__Description of the task__
Answer these about the CENVAT credit excerpt:
(a) Which document does clause (f) list?
(b) Under the first explanation, on what ground alone can the named manufacturer, producer or dealer not be denied the credit?
(c) About what must a manufacturer or producer satisfy himself to be deemed to have taken reasonable steps?

__Selected passage__
— Begin —
Explanation:- For the removal of doubt, it is clarified
that the manufacturer, producer, first stage dealer or second stage dealer, as
the case may be, in whose name such endorsement has been made, shall not be
denied the credit merely on the grounds that the description of the goods
mentioned in such an endorsed document has undergone a change on account of
such an activity been undertaken by such person, as referred to in? sub clause (ii) of this clause on the said
goods.]
[(f) a challan, referred to in rule 8A.]
(2)
The
manufacturer or producer taking CENVAT credit on inputs or capital goods shall take all reasonable steps to ensure that the inputs
or capital goods in respect of which he has taken the CENVAT credit are goods
on which the appropriate duty of excise as indicated in the documents
accompanying the goods, has been paid.
Explanation. - The manufacturer or producer taking CENVAT
credit on inputs or capital goods received by him shall be deemed to have taken reasonable steps if he
satisfies himself about the identity and address of the
manufacturer or supplier, as the case may be, issuing the documents specified
in rule 7, evidencing the payment of excise duty or
the additional duty of customs, as the case may be, either -
(a)
— End —
__Dataset excerpts__
— Begin —
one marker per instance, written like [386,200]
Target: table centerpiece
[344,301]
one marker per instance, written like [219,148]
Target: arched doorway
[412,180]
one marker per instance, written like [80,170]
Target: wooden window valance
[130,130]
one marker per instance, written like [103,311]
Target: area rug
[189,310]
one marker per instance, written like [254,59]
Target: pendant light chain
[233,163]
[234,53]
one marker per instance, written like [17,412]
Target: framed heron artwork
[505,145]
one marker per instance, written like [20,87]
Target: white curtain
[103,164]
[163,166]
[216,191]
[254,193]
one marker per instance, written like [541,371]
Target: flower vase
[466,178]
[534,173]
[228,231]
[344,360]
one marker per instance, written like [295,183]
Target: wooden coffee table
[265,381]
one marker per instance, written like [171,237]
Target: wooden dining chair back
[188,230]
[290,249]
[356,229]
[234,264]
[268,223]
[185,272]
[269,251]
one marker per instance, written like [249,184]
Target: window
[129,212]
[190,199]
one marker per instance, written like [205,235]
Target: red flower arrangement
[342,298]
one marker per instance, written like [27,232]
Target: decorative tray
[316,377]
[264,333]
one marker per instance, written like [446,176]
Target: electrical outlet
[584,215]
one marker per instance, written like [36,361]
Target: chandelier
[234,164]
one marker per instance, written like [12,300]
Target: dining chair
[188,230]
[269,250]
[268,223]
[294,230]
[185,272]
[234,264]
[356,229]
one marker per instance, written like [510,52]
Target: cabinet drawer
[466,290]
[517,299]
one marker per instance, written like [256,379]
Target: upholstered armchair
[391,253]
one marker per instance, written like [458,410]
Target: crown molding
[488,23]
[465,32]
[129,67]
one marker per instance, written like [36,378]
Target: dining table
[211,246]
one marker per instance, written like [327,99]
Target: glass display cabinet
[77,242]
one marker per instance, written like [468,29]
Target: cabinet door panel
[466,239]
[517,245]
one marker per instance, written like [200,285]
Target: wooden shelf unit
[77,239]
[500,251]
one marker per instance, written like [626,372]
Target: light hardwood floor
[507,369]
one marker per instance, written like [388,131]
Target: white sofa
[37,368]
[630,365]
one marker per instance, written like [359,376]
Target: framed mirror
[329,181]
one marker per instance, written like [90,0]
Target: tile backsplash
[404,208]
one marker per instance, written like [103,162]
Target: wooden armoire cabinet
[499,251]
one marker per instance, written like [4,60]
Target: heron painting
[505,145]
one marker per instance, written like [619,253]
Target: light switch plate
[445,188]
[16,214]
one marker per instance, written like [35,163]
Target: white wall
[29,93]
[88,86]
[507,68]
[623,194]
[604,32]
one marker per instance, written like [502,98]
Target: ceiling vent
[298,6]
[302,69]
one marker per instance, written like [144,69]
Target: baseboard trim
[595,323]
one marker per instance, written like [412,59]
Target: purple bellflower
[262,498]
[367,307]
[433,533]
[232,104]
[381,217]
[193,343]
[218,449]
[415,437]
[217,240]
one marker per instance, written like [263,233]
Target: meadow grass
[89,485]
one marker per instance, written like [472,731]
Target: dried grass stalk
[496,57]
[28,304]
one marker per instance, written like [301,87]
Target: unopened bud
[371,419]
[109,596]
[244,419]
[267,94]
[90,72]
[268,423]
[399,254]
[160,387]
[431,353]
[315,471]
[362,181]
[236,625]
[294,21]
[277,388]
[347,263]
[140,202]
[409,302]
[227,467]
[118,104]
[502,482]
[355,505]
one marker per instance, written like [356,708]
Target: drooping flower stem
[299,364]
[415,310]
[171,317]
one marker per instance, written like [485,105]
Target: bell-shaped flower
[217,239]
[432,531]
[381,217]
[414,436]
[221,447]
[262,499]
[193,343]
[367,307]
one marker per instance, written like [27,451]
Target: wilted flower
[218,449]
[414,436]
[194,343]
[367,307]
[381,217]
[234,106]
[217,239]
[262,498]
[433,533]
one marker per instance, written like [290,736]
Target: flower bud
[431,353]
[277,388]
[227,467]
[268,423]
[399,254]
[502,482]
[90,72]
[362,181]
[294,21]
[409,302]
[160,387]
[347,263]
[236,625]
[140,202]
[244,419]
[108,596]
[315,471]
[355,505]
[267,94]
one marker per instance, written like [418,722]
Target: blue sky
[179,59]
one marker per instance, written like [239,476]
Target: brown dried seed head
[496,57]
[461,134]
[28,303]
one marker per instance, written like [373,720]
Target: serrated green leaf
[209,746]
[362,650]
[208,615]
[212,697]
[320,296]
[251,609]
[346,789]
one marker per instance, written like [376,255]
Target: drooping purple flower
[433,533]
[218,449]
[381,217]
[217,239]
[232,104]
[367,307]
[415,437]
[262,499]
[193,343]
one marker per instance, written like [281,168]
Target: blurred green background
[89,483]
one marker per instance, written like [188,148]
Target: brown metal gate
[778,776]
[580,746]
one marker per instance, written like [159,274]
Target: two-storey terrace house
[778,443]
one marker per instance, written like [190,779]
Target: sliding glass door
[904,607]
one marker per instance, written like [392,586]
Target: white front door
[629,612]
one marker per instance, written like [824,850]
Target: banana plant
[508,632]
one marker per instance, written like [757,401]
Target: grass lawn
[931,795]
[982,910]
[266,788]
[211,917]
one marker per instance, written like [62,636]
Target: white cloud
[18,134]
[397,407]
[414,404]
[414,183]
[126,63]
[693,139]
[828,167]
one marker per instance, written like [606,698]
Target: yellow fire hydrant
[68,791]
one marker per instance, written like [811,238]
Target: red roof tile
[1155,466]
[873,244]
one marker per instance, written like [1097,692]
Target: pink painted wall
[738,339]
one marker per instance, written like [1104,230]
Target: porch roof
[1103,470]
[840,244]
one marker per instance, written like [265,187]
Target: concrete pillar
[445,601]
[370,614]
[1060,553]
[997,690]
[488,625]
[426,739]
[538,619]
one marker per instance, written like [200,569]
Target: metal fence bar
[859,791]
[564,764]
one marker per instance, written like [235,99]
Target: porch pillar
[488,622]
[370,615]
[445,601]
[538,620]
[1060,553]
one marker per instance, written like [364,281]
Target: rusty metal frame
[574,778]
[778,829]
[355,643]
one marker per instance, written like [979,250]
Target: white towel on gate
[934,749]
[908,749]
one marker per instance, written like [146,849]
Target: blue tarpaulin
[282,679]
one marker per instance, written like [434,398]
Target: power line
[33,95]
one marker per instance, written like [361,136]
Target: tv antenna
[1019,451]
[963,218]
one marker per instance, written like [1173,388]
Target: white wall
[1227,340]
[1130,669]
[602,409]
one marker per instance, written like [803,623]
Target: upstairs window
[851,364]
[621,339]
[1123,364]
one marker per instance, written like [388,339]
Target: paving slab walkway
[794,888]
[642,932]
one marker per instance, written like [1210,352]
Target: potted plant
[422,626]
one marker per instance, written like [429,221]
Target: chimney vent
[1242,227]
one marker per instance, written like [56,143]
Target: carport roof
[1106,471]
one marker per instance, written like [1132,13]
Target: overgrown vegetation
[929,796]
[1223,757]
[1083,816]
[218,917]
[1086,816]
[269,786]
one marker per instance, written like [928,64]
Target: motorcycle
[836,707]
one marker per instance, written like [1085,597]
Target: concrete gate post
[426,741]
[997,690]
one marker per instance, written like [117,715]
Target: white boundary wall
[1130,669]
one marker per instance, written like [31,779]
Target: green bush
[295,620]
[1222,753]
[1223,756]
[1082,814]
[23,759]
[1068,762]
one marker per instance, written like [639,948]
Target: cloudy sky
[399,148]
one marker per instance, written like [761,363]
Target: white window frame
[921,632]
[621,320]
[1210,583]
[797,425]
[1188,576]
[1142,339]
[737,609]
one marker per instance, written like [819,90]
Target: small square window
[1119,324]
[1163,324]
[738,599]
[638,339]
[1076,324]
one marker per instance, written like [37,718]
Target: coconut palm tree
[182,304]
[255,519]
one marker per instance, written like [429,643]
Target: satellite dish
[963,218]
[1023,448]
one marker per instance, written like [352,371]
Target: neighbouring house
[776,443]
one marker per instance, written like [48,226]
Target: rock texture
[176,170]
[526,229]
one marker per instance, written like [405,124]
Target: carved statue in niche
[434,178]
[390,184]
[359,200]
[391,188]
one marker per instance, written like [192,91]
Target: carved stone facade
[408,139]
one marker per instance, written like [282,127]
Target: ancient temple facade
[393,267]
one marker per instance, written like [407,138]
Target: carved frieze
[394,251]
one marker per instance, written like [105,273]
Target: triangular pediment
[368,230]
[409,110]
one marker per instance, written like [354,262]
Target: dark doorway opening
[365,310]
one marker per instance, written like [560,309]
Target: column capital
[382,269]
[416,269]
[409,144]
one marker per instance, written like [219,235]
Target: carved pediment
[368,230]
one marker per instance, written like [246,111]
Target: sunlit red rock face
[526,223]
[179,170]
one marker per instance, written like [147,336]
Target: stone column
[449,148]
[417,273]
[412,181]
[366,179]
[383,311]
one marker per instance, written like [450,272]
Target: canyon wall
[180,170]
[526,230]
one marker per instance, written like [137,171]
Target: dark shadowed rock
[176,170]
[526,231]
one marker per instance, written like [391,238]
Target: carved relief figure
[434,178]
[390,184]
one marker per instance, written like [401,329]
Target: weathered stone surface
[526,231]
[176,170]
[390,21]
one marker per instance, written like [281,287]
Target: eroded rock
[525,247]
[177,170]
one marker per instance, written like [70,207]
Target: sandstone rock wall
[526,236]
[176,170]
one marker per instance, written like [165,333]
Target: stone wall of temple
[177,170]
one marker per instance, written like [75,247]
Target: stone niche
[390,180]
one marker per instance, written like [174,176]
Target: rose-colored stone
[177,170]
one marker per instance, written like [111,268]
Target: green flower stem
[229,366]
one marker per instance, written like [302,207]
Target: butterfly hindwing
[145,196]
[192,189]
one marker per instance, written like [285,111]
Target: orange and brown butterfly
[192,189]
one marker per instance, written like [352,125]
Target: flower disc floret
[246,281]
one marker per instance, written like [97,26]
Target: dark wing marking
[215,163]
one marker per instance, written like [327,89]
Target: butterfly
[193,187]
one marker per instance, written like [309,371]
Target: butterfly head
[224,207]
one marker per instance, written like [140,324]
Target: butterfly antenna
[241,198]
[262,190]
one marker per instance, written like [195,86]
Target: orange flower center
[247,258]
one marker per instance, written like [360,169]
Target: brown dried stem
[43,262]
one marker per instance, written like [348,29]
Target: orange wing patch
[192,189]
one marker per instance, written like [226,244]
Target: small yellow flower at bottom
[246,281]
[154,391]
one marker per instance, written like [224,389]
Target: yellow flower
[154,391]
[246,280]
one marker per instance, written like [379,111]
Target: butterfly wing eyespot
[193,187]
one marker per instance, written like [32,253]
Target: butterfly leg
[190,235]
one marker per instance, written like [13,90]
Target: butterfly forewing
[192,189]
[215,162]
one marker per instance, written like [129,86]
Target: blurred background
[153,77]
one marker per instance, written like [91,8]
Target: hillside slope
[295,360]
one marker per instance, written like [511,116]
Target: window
— End —
__Task result__
(a) A challan referred to in rule 8A.
(b) That the description of the goods in the endorsed document has changed because of an activity that person carried out on the goods.
(c) The identity and address of the manufacturer or supplier issuing the documents specified in rule 7.